Problem description:
When you reach the line that contains "Would you mind placing a dot on the dirt" in the data below, start reproducing lines exactly, and stop after the line that contains "Would you mind placing a dot on the firework".

Data listing:
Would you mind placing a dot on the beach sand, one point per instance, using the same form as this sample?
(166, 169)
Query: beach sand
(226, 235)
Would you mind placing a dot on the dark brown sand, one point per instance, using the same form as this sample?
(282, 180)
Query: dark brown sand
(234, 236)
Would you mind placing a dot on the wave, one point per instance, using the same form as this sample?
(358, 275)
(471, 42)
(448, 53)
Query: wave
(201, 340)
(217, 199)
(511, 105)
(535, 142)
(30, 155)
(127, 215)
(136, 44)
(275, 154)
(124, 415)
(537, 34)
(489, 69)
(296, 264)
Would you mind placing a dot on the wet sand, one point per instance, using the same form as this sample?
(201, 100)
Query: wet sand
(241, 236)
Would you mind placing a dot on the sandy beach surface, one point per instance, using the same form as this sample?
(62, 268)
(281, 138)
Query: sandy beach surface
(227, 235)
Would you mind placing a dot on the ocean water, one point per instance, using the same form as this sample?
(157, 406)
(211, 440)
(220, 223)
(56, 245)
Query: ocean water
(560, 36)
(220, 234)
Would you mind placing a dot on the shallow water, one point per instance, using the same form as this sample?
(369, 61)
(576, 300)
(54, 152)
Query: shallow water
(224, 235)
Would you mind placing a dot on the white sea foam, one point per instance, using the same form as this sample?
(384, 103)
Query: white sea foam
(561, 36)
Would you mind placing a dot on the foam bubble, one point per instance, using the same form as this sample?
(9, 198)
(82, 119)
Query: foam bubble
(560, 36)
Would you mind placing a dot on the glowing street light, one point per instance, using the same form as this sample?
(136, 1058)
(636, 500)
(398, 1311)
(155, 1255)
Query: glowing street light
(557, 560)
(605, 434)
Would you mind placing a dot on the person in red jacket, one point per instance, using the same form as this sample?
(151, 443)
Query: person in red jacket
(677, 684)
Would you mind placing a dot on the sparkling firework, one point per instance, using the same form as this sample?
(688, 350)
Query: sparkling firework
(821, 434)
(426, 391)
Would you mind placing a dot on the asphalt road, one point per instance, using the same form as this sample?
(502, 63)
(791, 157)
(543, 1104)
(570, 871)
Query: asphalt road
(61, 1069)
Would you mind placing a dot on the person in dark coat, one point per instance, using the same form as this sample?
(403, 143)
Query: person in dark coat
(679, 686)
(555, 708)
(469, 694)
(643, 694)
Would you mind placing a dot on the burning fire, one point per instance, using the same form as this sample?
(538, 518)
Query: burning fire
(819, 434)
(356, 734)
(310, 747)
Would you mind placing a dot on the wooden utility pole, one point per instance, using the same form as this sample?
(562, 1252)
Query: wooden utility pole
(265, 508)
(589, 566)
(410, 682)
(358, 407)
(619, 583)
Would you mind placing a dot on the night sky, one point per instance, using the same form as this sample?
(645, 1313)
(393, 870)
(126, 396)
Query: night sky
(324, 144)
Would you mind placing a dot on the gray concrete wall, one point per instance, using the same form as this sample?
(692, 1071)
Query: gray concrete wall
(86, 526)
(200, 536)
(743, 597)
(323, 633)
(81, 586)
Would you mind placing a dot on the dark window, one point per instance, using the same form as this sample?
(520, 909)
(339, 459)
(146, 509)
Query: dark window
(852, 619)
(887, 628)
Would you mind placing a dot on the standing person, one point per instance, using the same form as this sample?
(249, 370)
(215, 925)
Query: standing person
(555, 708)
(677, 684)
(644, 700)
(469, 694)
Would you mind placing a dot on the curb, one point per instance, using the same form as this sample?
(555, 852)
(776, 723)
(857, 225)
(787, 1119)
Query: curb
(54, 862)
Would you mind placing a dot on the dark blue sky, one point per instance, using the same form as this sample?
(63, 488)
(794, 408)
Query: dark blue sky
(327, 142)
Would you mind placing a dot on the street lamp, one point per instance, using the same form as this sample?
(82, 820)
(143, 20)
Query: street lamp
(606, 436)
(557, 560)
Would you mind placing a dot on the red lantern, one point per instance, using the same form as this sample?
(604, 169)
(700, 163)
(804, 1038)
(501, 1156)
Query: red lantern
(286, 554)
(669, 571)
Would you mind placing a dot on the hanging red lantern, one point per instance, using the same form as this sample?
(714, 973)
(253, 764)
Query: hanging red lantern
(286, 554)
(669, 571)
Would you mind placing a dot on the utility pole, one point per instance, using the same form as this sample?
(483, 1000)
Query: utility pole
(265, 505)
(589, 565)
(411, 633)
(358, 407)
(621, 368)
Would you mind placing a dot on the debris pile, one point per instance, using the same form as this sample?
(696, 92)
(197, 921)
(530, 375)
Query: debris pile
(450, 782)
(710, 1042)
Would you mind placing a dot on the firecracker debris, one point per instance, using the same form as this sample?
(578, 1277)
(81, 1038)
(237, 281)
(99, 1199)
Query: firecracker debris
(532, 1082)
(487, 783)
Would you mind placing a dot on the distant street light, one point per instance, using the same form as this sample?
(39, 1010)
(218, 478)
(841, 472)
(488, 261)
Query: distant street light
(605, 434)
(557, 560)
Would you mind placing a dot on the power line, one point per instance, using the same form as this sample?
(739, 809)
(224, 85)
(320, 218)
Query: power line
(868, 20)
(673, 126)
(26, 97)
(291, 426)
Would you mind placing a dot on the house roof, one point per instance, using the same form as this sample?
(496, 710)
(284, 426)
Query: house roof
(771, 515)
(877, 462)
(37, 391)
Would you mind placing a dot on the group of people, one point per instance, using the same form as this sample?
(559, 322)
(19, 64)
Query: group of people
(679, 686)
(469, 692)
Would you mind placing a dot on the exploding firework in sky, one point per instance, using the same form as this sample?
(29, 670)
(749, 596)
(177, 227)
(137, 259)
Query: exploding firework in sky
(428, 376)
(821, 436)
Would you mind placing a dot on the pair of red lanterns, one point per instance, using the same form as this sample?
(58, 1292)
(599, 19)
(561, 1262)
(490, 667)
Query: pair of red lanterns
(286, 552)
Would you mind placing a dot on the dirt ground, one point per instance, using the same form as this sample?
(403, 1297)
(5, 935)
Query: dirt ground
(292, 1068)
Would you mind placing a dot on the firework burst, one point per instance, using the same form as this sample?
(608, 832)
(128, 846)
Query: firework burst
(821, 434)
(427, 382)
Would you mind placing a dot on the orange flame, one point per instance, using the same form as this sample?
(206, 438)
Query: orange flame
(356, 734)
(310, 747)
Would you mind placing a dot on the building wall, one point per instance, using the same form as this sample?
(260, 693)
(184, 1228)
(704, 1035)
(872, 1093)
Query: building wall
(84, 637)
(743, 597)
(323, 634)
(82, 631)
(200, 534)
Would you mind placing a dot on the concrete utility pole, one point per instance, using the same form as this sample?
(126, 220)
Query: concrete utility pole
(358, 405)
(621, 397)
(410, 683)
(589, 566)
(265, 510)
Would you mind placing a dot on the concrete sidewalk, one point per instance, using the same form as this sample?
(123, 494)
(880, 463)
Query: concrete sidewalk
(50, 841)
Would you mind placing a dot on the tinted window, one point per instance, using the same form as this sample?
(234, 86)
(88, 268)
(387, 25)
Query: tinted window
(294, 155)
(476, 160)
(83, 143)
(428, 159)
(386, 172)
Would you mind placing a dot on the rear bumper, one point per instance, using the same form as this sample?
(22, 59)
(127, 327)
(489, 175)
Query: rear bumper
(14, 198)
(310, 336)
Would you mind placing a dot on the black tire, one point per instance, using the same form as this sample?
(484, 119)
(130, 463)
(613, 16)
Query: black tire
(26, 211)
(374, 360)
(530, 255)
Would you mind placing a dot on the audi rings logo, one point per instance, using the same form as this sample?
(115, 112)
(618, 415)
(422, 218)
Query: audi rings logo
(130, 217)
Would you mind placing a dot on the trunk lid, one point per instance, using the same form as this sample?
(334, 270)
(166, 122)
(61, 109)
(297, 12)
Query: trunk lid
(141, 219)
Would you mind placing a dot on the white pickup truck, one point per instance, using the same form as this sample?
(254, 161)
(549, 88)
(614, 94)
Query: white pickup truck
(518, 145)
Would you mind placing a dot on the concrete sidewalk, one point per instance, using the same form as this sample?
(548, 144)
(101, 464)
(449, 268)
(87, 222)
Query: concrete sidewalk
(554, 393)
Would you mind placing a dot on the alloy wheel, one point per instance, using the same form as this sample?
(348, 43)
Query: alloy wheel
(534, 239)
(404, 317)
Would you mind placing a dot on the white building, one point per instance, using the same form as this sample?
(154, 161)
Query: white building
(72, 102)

Result for this exercise:
Would you mind placing a dot on the dirt ground, one point per instance, using the same form as this sample?
(403, 1297)
(5, 935)
Query: dirt ground
(292, 1068)
Would you mind placing a dot on the firework burst, one point per instance, using the same form as this sample?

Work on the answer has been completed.